WORK REQUIRED: Leave the images aside and output every entry exactly.

======

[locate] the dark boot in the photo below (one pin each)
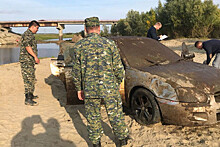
(34, 96)
(29, 100)
(124, 141)
(97, 145)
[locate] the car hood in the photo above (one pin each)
(188, 74)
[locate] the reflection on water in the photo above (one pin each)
(10, 53)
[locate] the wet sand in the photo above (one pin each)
(54, 124)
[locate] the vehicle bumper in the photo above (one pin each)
(190, 114)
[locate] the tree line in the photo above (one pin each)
(180, 18)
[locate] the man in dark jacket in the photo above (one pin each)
(152, 31)
(212, 48)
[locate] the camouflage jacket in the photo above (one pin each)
(97, 67)
(27, 39)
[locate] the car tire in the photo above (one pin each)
(144, 107)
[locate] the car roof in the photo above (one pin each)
(143, 52)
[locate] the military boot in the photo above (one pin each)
(97, 145)
(34, 96)
(29, 100)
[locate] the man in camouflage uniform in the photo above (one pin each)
(97, 74)
(28, 58)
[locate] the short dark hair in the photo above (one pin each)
(33, 23)
(196, 43)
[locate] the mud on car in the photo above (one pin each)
(161, 86)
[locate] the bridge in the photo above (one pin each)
(59, 24)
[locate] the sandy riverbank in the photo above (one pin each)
(54, 124)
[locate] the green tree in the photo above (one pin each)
(188, 18)
(105, 31)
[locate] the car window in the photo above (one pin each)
(143, 52)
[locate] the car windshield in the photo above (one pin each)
(144, 52)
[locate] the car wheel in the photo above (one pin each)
(144, 107)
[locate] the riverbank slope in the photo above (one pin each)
(52, 123)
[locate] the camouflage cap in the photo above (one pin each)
(92, 22)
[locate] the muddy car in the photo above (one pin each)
(161, 86)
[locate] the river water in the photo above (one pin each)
(10, 53)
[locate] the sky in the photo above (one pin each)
(27, 10)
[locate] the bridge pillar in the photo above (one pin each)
(60, 27)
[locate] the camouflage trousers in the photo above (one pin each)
(115, 115)
(28, 74)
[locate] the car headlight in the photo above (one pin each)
(191, 95)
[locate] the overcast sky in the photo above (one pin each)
(26, 10)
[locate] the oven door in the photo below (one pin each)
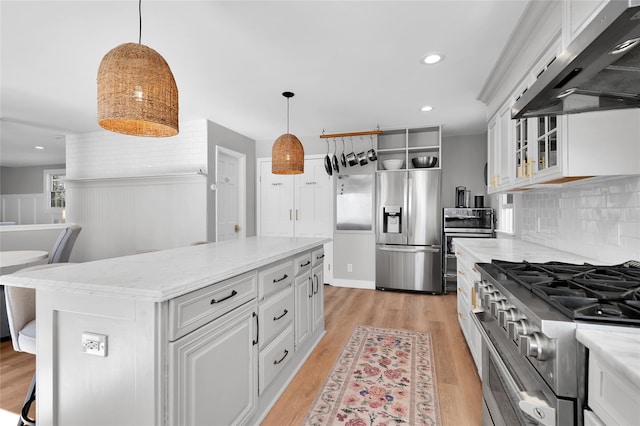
(512, 391)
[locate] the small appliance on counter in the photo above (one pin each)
(408, 228)
(462, 223)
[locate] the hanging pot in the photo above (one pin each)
(362, 156)
(371, 154)
(327, 161)
(351, 157)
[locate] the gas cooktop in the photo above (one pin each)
(609, 294)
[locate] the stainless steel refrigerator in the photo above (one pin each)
(409, 231)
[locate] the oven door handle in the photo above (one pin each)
(532, 403)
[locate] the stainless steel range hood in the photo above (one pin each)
(599, 70)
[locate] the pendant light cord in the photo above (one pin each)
(140, 21)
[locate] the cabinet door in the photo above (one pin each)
(304, 298)
(505, 173)
(213, 372)
(276, 202)
(318, 296)
(313, 211)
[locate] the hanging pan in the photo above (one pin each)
(327, 161)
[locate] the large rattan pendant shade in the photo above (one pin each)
(287, 153)
(137, 94)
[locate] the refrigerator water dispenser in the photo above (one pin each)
(392, 220)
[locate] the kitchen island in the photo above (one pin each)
(206, 334)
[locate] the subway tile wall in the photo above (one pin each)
(106, 154)
(599, 219)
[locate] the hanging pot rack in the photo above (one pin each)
(341, 135)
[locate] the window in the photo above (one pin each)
(505, 213)
(54, 189)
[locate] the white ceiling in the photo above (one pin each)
(352, 65)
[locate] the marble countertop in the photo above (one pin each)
(487, 249)
(620, 352)
(163, 275)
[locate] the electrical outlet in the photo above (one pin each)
(94, 344)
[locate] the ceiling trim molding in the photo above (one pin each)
(533, 14)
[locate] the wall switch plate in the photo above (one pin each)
(94, 344)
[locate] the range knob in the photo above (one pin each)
(490, 297)
(516, 328)
(497, 305)
(484, 288)
(506, 315)
(535, 345)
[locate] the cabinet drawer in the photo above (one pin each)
(275, 278)
(193, 310)
(317, 256)
(302, 264)
(274, 358)
(275, 314)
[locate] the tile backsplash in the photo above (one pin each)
(106, 154)
(597, 218)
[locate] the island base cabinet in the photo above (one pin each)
(214, 377)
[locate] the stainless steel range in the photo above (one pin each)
(533, 368)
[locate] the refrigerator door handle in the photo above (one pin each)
(402, 249)
(410, 210)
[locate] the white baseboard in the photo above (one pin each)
(364, 284)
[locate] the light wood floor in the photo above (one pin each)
(458, 385)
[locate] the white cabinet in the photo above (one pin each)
(613, 398)
(468, 275)
(295, 205)
(406, 144)
(215, 372)
(213, 359)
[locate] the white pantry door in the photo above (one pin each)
(230, 194)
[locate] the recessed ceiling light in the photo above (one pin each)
(433, 58)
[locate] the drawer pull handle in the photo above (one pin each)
(283, 278)
(255, 342)
(283, 314)
(233, 293)
(286, 352)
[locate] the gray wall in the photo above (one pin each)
(24, 180)
(221, 136)
(463, 160)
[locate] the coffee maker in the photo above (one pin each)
(460, 196)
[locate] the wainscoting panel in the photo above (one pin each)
(121, 216)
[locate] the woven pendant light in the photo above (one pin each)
(287, 154)
(137, 94)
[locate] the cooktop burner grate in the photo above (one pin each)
(582, 292)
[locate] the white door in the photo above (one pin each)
(230, 194)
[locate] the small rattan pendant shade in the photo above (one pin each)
(137, 94)
(287, 156)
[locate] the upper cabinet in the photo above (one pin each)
(407, 144)
(528, 153)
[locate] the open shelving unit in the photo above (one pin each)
(407, 144)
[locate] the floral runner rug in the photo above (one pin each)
(381, 377)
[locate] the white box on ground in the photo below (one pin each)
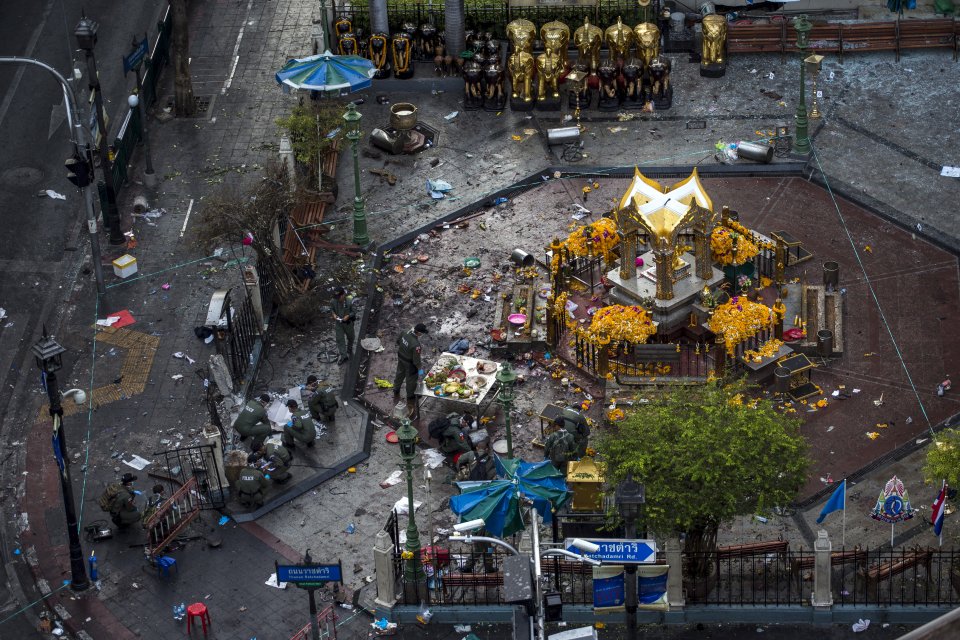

======

SOLUTION TO THIS TASK:
[locate] the dark boot in the photo below (one pin each)
(34, 96)
(29, 100)
(124, 141)
(97, 145)
[locate] the car hood in the photo above (one pin each)
(188, 74)
[locate] the reflection on water in the photo above (one pin each)
(10, 53)
[locate] the wet sand in the photo above (one pin each)
(54, 124)
[locate] the vehicle bumper in the photo above (one pin each)
(190, 114)
[locate] the tree line in the photo above (one pin each)
(180, 18)
[locate] the man in dark jacket in the photo above (one pin each)
(152, 31)
(212, 48)
[locate] the camouflage jacket in the photo above (one pin each)
(97, 67)
(27, 39)
[locate] the car tire in the photo above (one pin each)
(144, 107)
[locate] the car roof in the photo above (one pin each)
(143, 52)
[locate] the military boot in the photo above (one pin each)
(97, 145)
(34, 96)
(29, 100)
[locate] the man in camouflage uniform in the photo above (one pin each)
(97, 74)
(28, 58)
[locate] the short dark hair in the photo above (one pin each)
(33, 23)
(196, 43)
[locate] the mud on car in the photo above (one pin each)
(161, 86)
[locate] the bridge in the photo above (one pin each)
(59, 24)
[locate] the sandy riverbank in the photo above (one pin each)
(54, 124)
[locate] the green tree in the photo above (one pin each)
(188, 18)
(105, 31)
[locate] the car window in the photo above (one pin each)
(143, 52)
[locate] the car windshield in the photo above (one pin each)
(144, 52)
[locate] the car wheel in the photo above (one pin each)
(144, 107)
[locate] the riverbank slope in the photo above (one pin each)
(52, 123)
[locate] the camouflage cap in the photo above (one pin each)
(92, 22)
[locate] the muddy car in the photo above (one pin each)
(161, 86)
[locate] the river water in the photo above (one pin each)
(10, 53)
[locate] the sky in the photo above (one pin each)
(27, 10)
[locate] the bridge pillar in the photo above (one pin each)
(60, 27)
[locate] the camouflage trousers in the photo above (one pin each)
(115, 115)
(28, 74)
[locate] the car headlight in the photo above (one pin each)
(191, 95)
[locate] the overcast sky in the photo above (one pin each)
(26, 10)
[locate] the oven door in the photo below (one pin each)
(512, 391)
[locate] the small appliance on counter in the photo above (one pin each)
(408, 228)
(462, 223)
[locate] the hanging pot in the photo above (one pin each)
(362, 156)
(371, 154)
(327, 161)
(351, 157)
[locate] the gas cooktop in the photo above (one pin each)
(609, 294)
[locate] the stainless steel refrigerator in the photo above (one pin each)
(409, 231)
[locate] the oven door handle in the photo above (one pin each)
(532, 403)
[locate] the stainless steel range hood in the photo above (one pin each)
(599, 70)
[locate] the pendant light cord in the photo above (one pin each)
(140, 21)
[locate] the cabinet door in the photo above (one pin each)
(304, 298)
(505, 173)
(213, 372)
(276, 202)
(318, 296)
(313, 211)
[locate] the hanging pan in the photo above (one pin each)
(327, 161)
[locate] the large rattan pendant shade in the photo above (one pin each)
(287, 153)
(137, 94)
[locate] the refrigerator water dispenser in the photo above (one pin each)
(392, 220)
[locate] the kitchen island in the photo above (one pin each)
(206, 334)
[locate] the subway tile wall in the photo above (one pin each)
(106, 154)
(599, 219)
[locate] the hanging pot rack in the photo above (one pin each)
(341, 135)
[locate] the window in the photo above (one pin each)
(505, 213)
(54, 189)
[locate] the white ceiling in the photo above (one pin each)
(352, 65)
[locate] the marble countertop in the photo above (one pin each)
(487, 249)
(620, 352)
(163, 275)
[locate] the electrical outlet in the photo above (one pin each)
(94, 344)
[locate] the ceiling trim molding in the photo above (one pin each)
(533, 14)
[locate] the wall switch plate in the photo above (one pin each)
(94, 344)
[locate] the range knob in the photo above (one pin each)
(490, 297)
(516, 328)
(497, 305)
(484, 288)
(506, 315)
(535, 345)
[locate] the cabinet drawer in the photo above (one pin each)
(275, 278)
(193, 310)
(317, 256)
(302, 264)
(274, 358)
(275, 314)
[locate] the tile backsplash in the photo above (one pin each)
(106, 154)
(597, 218)
[locate] the island base cabinet in the photo above (one pin each)
(214, 377)
[locate] the stainless steel range in the photo above (one pin each)
(533, 368)
[locate] the refrigerator door handle in the photo above (one pin each)
(402, 249)
(410, 210)
[locate] the white baseboard in the photo above (one pin each)
(364, 284)
[locate] the light wood floor in the photo above (one pin each)
(458, 385)
[locate] the white cabinet in the photo above (one pin each)
(613, 398)
(468, 275)
(295, 205)
(406, 144)
(215, 372)
(213, 359)
[locate] the white pantry door in the photo above (one pin each)
(230, 194)
[locate] the recessed ceiling light in the photo above (one pin each)
(433, 58)
[locate] the drawer pull handle in the photo above (one pin each)
(283, 278)
(255, 342)
(283, 314)
(233, 293)
(286, 352)
[locate] the gray wall in the photo above (one pin each)
(24, 180)
(221, 136)
(463, 160)
[locate] the coffee maker in the photo above (one pin each)
(460, 196)
[locate] the wainscoting panel in the photo above (one pin each)
(121, 216)
[locate] the woven pendant light in the photo above (one pin each)
(287, 154)
(137, 94)
[locate] the cooktop burner grate in the photo above (one pin each)
(582, 292)
[locate] the white door in the photo above (one pin each)
(230, 194)
[locate] the small rattan pendant shade in the photo above (one pin each)
(137, 94)
(287, 156)
[locate] the upper cabinet in the photo above (one pin each)
(407, 144)
(528, 153)
[locate] the open shelving unit in the photo above (one pin each)
(407, 144)
[locate] the floral runner rug in the photo above (one pin each)
(381, 377)
[locate] the white box on ground in the photo below (one pin each)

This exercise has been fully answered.